== EXERCISE DESCRIPTION ==
Extend the Baldwin Technology Company financial statement text below, starting right after its final sentence.

== SOURCE DOCUMENT ==
--*--

Supplemental disclosures of cash flow information:

                                                      For the six months
                                                      ended December 31,
                                                        1998      1997  
                                                                  (in thousands)
Cash paid during the period for:                        
    Interest                                           $ 1,230   $ 1,575       
    Income taxes                                       $ 5,693   $ 2,872 



     The Company did not enter into any capital lease agreements for the six
months ended December 31, 1998.  The Company entered into capital lease
agreements totaling $67,314 for the six months ended December 31, 1997.



Disclosure of accounting policy:
     For purposes of the statement of cash flows, the Company considers all
highly liquid instruments with original maturities of three months or less to be
cash equivalents.





























        The accompanying notes to consolidated financial statements
                 are an integral part of these statements.
                     BALDWIN TECHNOLOGY COMPANY, INC.

                NOTES TO CONSOLIDATED FINANCIAL STATEMENTS
                                (Unaudited)



Note 1 - General:
     
     Baldwin Technology Company, Inc. (Baldwin, or the Company) is engaged
primarily in the development, manufacture and sale of material handling,
accessory, and control equipment for the printing industry.

--*--

== LISTING ==
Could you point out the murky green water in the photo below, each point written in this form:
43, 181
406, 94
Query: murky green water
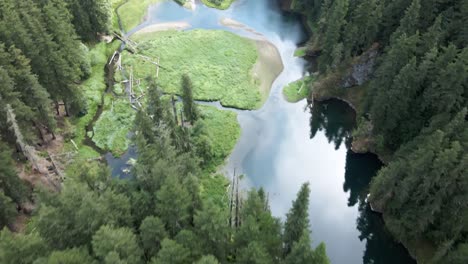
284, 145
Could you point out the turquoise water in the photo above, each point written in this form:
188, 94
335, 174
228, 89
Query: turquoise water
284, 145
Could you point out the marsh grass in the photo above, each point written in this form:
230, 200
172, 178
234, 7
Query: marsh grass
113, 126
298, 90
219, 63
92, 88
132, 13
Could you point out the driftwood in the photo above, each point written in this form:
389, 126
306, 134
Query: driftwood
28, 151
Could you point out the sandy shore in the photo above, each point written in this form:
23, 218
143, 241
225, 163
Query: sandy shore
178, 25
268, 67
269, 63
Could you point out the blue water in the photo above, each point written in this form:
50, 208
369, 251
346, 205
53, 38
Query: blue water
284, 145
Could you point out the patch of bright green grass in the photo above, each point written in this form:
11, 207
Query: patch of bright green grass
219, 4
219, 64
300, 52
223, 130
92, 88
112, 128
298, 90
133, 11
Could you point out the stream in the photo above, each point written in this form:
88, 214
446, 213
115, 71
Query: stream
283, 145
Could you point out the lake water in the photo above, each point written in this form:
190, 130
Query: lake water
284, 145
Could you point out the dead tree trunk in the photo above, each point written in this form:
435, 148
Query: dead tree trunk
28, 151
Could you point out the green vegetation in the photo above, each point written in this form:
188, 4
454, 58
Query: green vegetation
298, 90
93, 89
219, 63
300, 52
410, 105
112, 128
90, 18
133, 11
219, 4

--*--

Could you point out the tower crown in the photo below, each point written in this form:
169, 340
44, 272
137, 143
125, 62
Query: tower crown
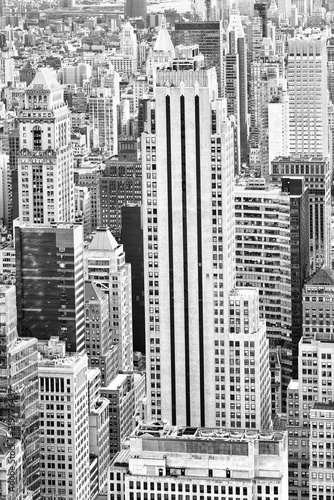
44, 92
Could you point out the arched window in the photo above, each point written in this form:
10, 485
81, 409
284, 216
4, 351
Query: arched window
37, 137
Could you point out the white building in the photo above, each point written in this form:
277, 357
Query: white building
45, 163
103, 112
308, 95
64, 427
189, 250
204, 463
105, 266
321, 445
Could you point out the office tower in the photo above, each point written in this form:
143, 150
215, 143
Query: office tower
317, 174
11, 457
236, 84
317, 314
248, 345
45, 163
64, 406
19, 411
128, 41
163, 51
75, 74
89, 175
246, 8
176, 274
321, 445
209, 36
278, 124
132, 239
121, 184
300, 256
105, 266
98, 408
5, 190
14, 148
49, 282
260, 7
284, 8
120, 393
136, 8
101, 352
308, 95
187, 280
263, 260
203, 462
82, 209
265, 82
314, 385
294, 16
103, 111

--*--

== FINAL RESULT ==
     The consolidated financial statements include the accounts of Baldwin and
its subsidiaries and reflect all adjustments (consisting of only normal 
recurring adjustments) which are, in the opinion of management, necessary to 
present a fair statement of the results for the interim periods.  Operating 
results for the three month and six month periods ended December 31, 1998 are
not necessarily indicative of the results that may be expected for the year 
ending June 30, 1999. All significant inter-company transactions have been 
eliminated in consolidation.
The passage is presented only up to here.